START Text passage

It’s certainly true being borderline makes emotional regulation a challenge, but that’s not the same thing as being emotionless or self-centered. If anything, I often feel as though I experience emotions more strongly than people without this disorder; when I’m happy, I’m ecstatic, and when I’m sad, I’m miserable.

On the flip side, though, when I care, I REALLY care, and I’ve found other people with BPD are similarly highly passionate and empathetic. I think this can make us seem just a tiny bit intense, though, which might contribute to the very false idea that we have enlarged egos.

2. People with borderline personality disorder are violent and dangerous.

There’s a small amount of truth to this, but not how you’d expect. People with this illness are actually far more likely to harm themselves than other people.

In fact, studies have shown people with BPD are several times more likely to experience childhood abuse and trauma than those without the illness. Across all mental illnesses, people living with BPD are among the most likely to experience physical, sexual, and emotional abuse. We’re also among the most likely to commit suicide.

END Text passage
START Available data

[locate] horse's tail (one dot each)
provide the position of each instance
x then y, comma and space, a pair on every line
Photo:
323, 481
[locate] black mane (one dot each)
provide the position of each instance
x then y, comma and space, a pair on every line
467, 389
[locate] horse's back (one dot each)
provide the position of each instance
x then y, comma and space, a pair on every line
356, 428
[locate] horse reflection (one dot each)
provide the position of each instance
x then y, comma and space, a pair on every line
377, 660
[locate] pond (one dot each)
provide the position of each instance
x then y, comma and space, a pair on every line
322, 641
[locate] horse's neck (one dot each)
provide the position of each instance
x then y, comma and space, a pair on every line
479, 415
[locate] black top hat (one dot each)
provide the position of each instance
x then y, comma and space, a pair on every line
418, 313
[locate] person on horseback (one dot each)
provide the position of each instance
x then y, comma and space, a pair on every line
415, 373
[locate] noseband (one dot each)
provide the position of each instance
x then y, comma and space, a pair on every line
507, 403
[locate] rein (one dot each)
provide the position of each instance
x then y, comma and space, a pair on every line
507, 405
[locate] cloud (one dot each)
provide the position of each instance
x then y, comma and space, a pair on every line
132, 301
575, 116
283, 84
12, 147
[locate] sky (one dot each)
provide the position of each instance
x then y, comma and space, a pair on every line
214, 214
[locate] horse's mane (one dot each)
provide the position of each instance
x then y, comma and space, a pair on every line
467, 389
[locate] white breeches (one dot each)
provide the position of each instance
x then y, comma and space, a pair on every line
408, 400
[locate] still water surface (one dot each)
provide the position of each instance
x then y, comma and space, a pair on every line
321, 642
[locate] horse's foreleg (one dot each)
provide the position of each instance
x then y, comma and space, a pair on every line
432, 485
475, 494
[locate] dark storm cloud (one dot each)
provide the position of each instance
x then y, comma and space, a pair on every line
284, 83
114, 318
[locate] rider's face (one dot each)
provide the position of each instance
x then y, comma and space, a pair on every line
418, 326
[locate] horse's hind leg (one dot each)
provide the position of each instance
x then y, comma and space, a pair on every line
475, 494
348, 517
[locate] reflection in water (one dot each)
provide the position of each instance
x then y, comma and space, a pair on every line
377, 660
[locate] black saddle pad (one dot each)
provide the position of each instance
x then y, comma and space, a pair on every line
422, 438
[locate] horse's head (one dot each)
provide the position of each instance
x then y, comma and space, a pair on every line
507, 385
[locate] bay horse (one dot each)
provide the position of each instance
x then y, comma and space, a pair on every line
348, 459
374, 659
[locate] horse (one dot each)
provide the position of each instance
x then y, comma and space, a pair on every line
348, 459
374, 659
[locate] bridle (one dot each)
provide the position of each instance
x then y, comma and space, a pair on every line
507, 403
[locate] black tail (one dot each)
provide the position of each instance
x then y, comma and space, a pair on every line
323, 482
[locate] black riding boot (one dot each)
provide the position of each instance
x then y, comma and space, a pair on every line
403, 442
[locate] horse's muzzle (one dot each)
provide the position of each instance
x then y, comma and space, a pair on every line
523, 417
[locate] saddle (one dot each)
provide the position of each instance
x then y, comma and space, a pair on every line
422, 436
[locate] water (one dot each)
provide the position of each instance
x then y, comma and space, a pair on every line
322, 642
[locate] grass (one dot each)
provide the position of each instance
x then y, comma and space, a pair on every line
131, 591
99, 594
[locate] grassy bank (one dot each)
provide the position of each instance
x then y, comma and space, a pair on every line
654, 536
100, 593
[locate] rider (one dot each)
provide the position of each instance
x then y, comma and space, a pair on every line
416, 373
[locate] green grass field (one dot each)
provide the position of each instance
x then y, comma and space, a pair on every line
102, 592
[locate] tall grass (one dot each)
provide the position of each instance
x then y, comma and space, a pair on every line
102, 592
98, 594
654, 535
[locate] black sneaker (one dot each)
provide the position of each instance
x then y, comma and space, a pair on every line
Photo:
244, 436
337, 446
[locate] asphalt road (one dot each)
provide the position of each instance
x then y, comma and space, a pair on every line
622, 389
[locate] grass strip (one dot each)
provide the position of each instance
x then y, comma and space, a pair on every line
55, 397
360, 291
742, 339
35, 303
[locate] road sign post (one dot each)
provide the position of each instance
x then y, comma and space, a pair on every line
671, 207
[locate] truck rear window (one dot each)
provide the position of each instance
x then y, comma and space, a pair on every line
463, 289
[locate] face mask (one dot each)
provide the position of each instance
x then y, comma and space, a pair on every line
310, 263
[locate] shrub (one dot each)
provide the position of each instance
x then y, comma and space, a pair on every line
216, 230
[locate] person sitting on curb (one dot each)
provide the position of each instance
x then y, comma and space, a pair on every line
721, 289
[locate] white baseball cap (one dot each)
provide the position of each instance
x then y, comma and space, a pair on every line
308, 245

END Available data

Work task 1 » In the passage on borderline personality disorder, restate the paragraph that begins "In fact, studies have shown" in fewer words, keeping its main facts.
Work task 2 » Reproduce word for word the stretch of the borderline personality disorder passage from "It’s certainly true" through "sad, I’m miserable.".

Written response 1 » Studies show people with BPD are several times more likely than others to have experienced childhood abuse and trauma. Of all people with mental illnesses, those with BPD are among the most likely to suffer physical, sexual, and emotional abuse, and among the most likely to commit suicide.

Written response 2 »
It’s certainly true being borderline makes emotional regulation a challenge, but that’s not the same thing as being emotionless or self-centered. If anything, I often feel as though I experience emotions more strongly than people without this disorder; when I’m happy, I’m ecstatic, and when I’m sad, I’m miserable.